» RECORDS PROVIDED:
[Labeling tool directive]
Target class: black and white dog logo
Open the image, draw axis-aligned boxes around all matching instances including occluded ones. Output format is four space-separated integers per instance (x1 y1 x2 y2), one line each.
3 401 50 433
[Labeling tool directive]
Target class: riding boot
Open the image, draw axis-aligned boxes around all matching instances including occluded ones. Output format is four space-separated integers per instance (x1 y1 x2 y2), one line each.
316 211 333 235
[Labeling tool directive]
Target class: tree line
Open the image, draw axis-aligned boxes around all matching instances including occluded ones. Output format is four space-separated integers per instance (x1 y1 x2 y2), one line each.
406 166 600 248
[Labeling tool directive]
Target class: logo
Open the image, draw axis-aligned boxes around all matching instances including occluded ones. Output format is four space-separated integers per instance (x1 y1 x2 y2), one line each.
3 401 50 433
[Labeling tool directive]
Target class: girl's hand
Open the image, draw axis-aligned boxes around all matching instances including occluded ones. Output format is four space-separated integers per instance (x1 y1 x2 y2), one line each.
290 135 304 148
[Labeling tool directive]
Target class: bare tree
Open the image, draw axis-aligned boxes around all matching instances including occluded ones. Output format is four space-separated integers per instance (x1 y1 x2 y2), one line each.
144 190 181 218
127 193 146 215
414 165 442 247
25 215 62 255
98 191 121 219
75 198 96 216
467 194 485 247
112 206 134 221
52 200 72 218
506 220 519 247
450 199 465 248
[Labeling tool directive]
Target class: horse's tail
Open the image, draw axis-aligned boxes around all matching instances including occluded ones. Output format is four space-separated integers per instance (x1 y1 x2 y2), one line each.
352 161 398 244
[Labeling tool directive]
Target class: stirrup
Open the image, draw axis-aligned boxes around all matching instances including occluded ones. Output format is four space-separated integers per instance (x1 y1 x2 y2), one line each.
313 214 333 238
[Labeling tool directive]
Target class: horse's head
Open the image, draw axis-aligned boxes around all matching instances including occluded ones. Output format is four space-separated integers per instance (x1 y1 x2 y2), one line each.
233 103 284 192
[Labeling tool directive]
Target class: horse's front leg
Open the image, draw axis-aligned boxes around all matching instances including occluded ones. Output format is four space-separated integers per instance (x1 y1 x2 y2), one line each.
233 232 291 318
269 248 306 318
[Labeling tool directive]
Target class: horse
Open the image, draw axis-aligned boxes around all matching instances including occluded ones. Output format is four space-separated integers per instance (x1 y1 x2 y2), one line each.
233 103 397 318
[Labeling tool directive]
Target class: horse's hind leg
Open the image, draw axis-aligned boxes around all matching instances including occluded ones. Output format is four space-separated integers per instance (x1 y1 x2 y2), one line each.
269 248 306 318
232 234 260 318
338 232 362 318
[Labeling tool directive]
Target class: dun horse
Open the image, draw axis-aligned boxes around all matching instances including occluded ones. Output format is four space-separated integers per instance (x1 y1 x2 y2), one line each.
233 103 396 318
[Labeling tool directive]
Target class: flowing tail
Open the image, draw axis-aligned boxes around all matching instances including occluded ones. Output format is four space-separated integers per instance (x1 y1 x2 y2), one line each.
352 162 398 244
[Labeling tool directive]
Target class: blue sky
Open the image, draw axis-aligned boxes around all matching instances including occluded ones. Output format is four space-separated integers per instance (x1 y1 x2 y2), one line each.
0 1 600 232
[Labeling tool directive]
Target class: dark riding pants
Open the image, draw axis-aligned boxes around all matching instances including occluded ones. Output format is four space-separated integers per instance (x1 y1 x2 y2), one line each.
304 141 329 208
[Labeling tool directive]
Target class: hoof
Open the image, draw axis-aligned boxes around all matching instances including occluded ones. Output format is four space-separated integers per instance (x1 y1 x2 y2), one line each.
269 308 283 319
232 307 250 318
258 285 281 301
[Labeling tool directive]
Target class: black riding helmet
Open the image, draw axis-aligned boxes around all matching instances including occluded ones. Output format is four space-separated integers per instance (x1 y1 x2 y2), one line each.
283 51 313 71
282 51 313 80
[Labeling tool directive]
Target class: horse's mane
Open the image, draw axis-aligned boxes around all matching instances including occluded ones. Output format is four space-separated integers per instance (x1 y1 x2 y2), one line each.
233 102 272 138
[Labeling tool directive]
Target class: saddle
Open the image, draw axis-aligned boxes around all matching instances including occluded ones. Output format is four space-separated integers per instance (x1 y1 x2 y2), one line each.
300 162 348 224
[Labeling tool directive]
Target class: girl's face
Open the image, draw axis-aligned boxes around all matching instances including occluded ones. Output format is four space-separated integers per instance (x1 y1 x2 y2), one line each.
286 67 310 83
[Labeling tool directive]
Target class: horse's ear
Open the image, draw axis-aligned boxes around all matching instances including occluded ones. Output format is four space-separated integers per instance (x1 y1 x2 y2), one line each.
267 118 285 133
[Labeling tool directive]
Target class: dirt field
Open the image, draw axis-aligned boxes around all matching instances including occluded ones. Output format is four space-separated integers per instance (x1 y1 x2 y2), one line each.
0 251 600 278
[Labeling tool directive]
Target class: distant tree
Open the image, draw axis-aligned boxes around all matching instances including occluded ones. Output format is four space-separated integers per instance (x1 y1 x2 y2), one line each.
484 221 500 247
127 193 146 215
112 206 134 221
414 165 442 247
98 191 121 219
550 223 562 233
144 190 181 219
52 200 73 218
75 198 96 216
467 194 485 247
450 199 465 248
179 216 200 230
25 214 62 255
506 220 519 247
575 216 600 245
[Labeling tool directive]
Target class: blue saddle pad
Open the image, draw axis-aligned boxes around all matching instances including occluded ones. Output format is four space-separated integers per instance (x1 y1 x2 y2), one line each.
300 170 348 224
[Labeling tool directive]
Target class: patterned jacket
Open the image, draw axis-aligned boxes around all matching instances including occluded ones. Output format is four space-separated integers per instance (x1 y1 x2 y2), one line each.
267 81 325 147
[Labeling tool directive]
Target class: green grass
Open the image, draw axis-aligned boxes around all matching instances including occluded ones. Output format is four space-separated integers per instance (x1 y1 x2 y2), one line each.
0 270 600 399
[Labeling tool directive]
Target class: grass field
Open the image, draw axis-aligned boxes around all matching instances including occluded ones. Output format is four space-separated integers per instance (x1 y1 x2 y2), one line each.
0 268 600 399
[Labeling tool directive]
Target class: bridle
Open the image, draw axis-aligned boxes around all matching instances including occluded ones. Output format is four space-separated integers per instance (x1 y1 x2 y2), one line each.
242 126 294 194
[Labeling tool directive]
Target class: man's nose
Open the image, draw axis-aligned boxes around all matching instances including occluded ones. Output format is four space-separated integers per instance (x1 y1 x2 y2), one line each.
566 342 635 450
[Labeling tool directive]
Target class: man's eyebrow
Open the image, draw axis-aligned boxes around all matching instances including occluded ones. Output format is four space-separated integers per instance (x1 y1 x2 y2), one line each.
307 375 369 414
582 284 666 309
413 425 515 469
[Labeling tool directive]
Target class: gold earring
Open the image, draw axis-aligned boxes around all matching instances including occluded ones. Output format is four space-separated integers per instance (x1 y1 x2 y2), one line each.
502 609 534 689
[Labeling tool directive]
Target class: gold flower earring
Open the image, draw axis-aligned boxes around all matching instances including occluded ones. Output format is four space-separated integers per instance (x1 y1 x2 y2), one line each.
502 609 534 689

» TASK GOAL: Go through the entries above and copy only the lines that contain the string "earring". Letter case matters when matching.

» OUTPUT OF THE EXERCISE:
Target class: gold earring
Target class: gold flower earring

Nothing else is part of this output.